*** Opening Given passage ***

Developed for UNICEF

Summary

Summary

Development Seed is delighted to deliver Project Connect Phase III to the UNICEF Office of Innovation. The project was designed to apply scalable machine learning over high-resolution satellite imagery to map every school in Kenya, Rwanda, Sierra Leone, Niger, Honduras, Ghana, Kazakhstan, and Uzbekistan. Such a massive AI-assisted human-in-the-loop workflow is aiming to put every school on the map to accelerate connectivity, online learning, and other initiatives for children and their communities and drive economic stimulus under UNICEF GIGA mission in, particularly lower-income countries.

Accurate data about school locations is critical to provide quality education and promote lifelong learning, listed as UN sustainable development goal 4 (SDG4), to ensure equal access to opportunity (SDG10) and eventually, to reduce poverty (SDG1). However, in many countries, educational facilities’ records are often inaccurate, incomplete, or non-existent.

An accurate, comprehensive map of schools - where no school is left behind - is necessary to measure and improve the quality of learning. Such a map, in combination with connectivity data collected by UNICEF’s Project Connect initiative, can be used to reduce the digital divide in education and improve access to information, digital goods, and opportunities for entire communities. In addition, understanding the location of schools can help governments and international organizations gain critical insights into the needs of vulnerable populations, and better prepare and respond to exogenous shocks such as disease outbreaks or natural disaster.

*** Closing Given passage ***

> [Instructions]:
1. In the Project Connect summary, reproduce word for word the stretch from "Developed for UNICEF" through "particularly lower-income countries.".
2. Using the Project Connect summary, answer these:
(a) Which UNICEF office did Development Seed deliver Project Connect Phase III to?
(b) Which sustainable development goal is tied to reducing poverty?
(c) What two exogenous shocks does the summary name?
3. Continue the Project Connect school-mapping summary from the point where it stops.

*** Opening Exercise data ***

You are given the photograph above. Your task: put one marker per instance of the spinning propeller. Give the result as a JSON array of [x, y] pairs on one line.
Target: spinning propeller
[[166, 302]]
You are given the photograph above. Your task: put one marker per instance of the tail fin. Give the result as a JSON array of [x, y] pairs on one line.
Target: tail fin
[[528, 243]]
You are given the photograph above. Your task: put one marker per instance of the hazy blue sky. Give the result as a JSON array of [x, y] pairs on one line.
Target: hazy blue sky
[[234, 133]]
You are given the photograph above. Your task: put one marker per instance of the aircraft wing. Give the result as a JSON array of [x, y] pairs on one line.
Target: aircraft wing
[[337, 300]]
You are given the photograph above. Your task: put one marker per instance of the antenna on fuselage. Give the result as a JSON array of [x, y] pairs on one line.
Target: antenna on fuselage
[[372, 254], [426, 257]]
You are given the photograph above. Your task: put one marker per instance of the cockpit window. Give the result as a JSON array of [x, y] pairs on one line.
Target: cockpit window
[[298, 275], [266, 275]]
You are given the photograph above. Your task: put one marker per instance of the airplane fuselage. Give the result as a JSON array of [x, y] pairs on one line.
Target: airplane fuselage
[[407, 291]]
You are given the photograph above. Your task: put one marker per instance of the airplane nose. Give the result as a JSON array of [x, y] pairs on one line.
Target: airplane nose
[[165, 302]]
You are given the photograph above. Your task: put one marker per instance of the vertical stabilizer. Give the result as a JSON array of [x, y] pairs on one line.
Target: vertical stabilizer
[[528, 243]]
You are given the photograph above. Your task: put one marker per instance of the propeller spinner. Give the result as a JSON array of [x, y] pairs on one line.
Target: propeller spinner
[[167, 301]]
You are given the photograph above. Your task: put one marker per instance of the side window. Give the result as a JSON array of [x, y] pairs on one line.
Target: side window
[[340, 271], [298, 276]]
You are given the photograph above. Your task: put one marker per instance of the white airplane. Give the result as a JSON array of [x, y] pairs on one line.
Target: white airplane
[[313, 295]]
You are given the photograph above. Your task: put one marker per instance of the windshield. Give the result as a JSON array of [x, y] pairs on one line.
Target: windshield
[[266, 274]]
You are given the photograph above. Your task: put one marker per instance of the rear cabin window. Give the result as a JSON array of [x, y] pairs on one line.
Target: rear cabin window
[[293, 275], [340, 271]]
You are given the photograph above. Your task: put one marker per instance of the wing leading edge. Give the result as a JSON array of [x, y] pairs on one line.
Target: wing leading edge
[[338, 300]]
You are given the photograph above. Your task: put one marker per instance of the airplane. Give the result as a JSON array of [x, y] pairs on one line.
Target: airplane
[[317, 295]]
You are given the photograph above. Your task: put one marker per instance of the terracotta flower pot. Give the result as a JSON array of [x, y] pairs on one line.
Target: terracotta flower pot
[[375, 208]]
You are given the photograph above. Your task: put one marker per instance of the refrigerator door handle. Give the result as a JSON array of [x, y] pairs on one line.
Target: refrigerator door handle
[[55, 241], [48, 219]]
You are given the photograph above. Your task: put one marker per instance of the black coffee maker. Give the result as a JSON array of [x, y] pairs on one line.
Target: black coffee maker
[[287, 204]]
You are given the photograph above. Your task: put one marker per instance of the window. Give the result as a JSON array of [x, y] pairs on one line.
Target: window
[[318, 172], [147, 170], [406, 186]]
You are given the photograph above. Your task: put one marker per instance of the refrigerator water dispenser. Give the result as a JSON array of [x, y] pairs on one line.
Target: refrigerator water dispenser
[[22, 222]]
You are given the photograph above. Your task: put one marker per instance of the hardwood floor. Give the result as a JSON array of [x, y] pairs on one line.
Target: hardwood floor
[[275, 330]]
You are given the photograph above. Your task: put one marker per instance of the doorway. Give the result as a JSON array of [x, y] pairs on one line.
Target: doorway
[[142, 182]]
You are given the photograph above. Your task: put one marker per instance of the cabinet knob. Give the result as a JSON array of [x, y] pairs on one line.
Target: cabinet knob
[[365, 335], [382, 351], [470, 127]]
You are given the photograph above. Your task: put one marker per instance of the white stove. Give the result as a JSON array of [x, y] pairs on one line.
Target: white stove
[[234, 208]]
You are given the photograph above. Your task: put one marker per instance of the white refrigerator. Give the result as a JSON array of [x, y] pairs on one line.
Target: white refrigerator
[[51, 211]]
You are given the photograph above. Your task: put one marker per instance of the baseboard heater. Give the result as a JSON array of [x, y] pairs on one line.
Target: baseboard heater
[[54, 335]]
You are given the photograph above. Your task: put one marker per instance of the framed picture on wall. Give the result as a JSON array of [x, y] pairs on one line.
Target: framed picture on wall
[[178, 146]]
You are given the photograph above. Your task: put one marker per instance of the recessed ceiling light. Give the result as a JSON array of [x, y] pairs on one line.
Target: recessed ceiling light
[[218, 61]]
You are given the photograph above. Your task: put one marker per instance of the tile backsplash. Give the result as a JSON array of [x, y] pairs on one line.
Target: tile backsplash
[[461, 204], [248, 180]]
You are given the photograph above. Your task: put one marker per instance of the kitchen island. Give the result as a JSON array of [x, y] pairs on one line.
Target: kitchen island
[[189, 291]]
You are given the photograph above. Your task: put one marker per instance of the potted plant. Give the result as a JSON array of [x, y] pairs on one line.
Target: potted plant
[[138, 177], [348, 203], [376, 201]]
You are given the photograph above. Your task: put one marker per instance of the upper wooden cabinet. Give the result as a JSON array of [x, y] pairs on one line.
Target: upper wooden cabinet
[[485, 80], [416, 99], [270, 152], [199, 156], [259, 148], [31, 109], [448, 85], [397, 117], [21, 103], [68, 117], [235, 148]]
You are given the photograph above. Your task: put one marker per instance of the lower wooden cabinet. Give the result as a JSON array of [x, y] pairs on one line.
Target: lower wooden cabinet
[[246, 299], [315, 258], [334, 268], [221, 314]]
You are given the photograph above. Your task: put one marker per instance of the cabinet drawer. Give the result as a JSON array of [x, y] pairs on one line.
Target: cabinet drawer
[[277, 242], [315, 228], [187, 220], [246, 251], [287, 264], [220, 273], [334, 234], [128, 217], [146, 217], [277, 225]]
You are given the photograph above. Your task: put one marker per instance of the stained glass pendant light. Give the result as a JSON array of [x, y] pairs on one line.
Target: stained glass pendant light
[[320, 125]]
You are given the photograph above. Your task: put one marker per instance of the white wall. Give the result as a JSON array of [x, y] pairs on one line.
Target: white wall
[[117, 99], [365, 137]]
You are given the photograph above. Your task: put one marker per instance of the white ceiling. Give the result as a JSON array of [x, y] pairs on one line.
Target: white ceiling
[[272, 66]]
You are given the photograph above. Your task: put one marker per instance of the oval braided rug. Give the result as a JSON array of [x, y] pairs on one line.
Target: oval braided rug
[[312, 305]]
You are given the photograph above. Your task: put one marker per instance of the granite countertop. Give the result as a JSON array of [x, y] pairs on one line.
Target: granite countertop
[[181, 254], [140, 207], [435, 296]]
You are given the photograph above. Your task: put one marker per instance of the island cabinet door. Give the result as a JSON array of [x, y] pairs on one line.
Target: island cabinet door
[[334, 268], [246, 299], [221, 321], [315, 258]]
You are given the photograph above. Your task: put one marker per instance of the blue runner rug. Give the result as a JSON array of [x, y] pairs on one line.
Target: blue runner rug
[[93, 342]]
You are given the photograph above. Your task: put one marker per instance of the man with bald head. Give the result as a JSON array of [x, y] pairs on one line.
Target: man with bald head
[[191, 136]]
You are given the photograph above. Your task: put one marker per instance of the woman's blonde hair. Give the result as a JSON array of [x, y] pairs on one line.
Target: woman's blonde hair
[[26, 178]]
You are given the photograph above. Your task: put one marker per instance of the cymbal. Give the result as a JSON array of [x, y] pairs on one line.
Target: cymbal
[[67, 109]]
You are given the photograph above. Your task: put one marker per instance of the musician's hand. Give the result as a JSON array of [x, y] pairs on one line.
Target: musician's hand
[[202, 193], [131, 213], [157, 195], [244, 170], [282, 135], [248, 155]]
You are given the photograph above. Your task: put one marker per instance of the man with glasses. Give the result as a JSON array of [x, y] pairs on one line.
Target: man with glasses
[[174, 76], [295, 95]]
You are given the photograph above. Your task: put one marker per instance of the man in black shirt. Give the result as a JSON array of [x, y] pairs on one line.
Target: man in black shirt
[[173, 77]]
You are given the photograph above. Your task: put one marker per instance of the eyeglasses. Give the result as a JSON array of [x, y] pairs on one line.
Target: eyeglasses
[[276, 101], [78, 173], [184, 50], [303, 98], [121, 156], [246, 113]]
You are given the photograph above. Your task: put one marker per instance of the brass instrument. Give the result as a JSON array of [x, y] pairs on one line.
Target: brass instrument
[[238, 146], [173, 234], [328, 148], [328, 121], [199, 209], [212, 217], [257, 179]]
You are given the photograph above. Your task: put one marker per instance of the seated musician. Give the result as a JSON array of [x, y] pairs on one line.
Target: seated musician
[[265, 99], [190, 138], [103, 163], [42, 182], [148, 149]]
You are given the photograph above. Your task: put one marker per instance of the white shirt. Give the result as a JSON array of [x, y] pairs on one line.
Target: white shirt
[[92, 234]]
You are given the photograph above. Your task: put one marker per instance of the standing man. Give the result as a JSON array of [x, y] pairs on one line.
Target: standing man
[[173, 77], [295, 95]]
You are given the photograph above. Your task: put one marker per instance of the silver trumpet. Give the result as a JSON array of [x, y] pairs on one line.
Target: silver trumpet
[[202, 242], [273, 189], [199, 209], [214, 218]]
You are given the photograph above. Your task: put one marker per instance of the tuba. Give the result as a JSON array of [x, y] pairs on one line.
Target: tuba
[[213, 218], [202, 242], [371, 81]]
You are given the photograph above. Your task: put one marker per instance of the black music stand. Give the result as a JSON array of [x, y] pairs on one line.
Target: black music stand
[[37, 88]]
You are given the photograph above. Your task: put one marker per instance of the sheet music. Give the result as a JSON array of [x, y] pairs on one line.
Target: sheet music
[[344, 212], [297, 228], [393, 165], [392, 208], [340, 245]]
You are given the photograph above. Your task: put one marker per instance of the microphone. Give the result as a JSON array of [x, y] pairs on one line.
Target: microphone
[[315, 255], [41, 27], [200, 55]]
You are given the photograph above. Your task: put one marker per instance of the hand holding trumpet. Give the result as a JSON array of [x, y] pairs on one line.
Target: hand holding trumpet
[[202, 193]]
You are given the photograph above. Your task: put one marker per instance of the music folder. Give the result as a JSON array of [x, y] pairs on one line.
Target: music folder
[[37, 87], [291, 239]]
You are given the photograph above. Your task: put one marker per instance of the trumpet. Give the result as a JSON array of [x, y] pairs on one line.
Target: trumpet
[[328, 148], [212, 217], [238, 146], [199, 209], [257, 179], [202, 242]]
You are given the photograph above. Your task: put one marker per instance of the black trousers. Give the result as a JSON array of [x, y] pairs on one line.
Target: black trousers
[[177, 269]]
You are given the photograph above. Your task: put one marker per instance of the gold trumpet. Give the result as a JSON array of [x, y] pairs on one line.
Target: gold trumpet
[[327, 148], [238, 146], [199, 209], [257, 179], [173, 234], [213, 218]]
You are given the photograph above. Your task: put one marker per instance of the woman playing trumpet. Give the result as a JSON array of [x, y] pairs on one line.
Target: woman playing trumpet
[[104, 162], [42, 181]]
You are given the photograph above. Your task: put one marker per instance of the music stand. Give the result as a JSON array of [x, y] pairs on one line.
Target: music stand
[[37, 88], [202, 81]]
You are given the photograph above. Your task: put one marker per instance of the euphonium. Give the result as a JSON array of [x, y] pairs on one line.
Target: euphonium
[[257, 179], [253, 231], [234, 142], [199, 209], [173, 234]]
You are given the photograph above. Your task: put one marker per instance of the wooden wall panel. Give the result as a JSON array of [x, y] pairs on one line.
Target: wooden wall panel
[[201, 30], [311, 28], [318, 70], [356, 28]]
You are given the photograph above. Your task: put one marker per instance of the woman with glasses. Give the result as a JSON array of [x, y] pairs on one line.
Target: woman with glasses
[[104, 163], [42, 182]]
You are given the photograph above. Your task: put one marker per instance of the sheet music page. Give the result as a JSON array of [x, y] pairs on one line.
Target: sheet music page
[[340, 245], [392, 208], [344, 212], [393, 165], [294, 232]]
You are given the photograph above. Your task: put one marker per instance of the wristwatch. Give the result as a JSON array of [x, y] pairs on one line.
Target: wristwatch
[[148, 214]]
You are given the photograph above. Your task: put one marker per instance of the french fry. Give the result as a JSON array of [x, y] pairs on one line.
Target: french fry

*** Closing Exercise data ***

> [Results in order]:
1.
Developed for UNICEF

Summary

Summary

Development Seed is delighted to deliver Project Connect Phase III to the UNICEF Office of Innovation. The project was designed to apply scalable machine learning over high-resolution satellite imagery to map every school in Kenya, Rwanda, Sierra Leone, Niger, Honduras, Ghana, Kazakhstan, and Uzbekistan. Such a massive AI-assisted human-in-the-loop workflow is aiming to put every school on the map to accelerate connectivity, online learning, and other initiatives for children and their communities and drive economic stimulus under UNICEF GIGA mission in, particularly lower-income countries.

2.
(a) The UNICEF Office of Innovation.
(b) SDG1.
(c) Disease outbreaks and natural disaster.

3.
Under the direction of the UNICEF GIGA mission, we developed AI-assisted rapid school mapping in 8 countries in Asia, Africa, and South America. The AI models we built include tile-based school classifier, which is a high-performing and accurate binary classification convolutional neural network, to search for schools from 71 million zoom 18 tiles (256 x 256 pixels per tiles in 60cm meter high-resolution Maxar Vivid imagery). The tile-based school classifier models we developed and trained include six specific country models that were tuned to perform well within the nation’s territorial boundaries, two regional models, and a global model. The two regional models were the East African model that trained with school data from Kenya and Rwanda, and the West African model that trained with datasets from Sierra Leone and Niger. The global models were trained with all countries’ school datasets. Both regional and global models were trained to generalize well in the geo-diverse landscape, by testing the East African regional and Kenya tile-based school classifier models in Kenya, we found the regional model outperformed the country-specific. It indicates that the model that was exposed to diverse looks and school features can outperform the model that only trains with limited features.

Following our past successful research and school mapping exercise in Colombia (see the report and blog post), we identified a set of identifiable school features from the overhead high-res satellite imagery. These features can be observed from space and have clear features, e.g. building size, shape, and facilities. Compared to the surrounding residential buildings, schools are bigger in size and the shapes vary from U, O, H, E, or L.

Despite their varied structure, many schools have identifiable overhead signatures that make them possible to detect in high-resolution imagery with modern deep learning techniques.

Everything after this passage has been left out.